Provided passage:

+===+

Texas Attorney General Ken Paxton has secured a nationwide stay, pushing back against the Biden Administration's mandate requiring federally-funded healthcare entities to provide "gender transition" surgeries. This ruling now protects medical institutions across the entire United States from potentially losing federal healthcare funding, including Medicaid and Medicare dollars, for refusing to perform or pay for such procedures, which Paxton and his supporters label as "experimental" and "unproven." The stay extends previous relief that was limited to Texas and Montana, two states that had initially challenged the rule.

This legal win follows an argument from Texas that the Biden Administration's new rule, emerging under Section 1557 of the Affordable Care Act in May 2024, was in conflict with state laws. Despite winning a stay against enforcing the rule in both Texas and Montana earlier, the court agreed with the logic that this should be extended nationally. According to a statement from the Texas Attorney General's Office, "When Biden and Harris sidestep the Constitution to force their unlawful, extremist agenda on the American public, we are fighting back and stopping them." Paxton hailed the move as a significant victory for citizens across the country.

+===+

Provided records:

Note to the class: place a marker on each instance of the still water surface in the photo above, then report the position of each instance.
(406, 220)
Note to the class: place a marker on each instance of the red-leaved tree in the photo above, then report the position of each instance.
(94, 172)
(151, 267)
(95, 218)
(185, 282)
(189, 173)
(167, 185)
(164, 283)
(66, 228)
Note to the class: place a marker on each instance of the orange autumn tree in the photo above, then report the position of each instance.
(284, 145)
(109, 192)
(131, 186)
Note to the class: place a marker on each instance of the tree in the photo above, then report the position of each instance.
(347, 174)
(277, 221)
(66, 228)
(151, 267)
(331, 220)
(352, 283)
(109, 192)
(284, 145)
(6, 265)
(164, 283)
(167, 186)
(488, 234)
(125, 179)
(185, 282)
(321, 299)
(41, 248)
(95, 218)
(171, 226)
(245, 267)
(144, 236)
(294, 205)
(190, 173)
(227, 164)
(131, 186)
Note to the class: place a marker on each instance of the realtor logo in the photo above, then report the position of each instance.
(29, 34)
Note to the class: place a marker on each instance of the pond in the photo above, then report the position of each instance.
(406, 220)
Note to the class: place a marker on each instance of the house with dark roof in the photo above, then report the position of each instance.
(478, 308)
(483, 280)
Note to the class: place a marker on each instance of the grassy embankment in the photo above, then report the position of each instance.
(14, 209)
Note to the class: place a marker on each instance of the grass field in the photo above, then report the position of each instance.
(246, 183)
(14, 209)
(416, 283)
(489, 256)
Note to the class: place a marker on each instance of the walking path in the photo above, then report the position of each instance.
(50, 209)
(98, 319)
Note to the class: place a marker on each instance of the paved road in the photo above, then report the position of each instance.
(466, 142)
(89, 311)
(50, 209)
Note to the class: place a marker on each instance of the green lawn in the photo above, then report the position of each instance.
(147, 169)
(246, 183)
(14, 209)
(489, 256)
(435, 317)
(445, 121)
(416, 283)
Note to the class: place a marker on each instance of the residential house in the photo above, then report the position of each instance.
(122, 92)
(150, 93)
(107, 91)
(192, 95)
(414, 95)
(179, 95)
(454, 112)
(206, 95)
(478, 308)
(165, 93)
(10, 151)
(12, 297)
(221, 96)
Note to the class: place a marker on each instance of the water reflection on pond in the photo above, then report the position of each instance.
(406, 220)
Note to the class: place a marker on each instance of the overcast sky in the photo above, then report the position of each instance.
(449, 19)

+===+

Questions on the material:
A) In the passage on the Texas nationwide stay, which two states did the earlier relief cover?
B) Reproduce everything in the passage on the Texas nationwide stay from "Texas Attorney General Ken" down to "challenged the rule.".
C) Pick up the article on Ken Paxton's nationwide stay of the gender transition mandate and keep writing it from its last sentence.

Answers provided:
A) Texas and Montana.

B)
Texas Attorney General Ken Paxton has secured a nationwide stay, pushing back against the Biden Administration's mandate requiring federally-funded healthcare entities to provide "gender transition" surgeries. This ruling now protects medical institutions across the entire United States from potentially losing federal healthcare funding, including Medicaid and Medicare dollars, for refusing to perform or pay for such procedures, which Paxton and his supporters label as "experimental" and "unproven." The stay extends previous relief that was limited to Texas and Montana, two states that had initially challenged the rule.

C)
The contested rule by the U.S. Department of Health and Human Services ("HHS") was critiqued for its potential overreach, accused of being an unconstitutional attempt to override state laws. Texas and Montana presented their lawsuit in June 2024, suggesting that the Affordable Care Act never endowed HHS or any other federal agency with the authority to compel healthcare providers to conduct or finance gender-transition surgeries.

The nationwide stay is a significant pushback against President Biden's administration, which stimulates a larger conversation around the federal versus state power and the rights of transgender individuals seeking medical procedures. There remains a divide, with opponents like Paxton framing the healthcare practices as a heavy-handed imposition on states and taxpayer-funded institutions, while supporters defend them as essential for the well-being and rights of the transgender community.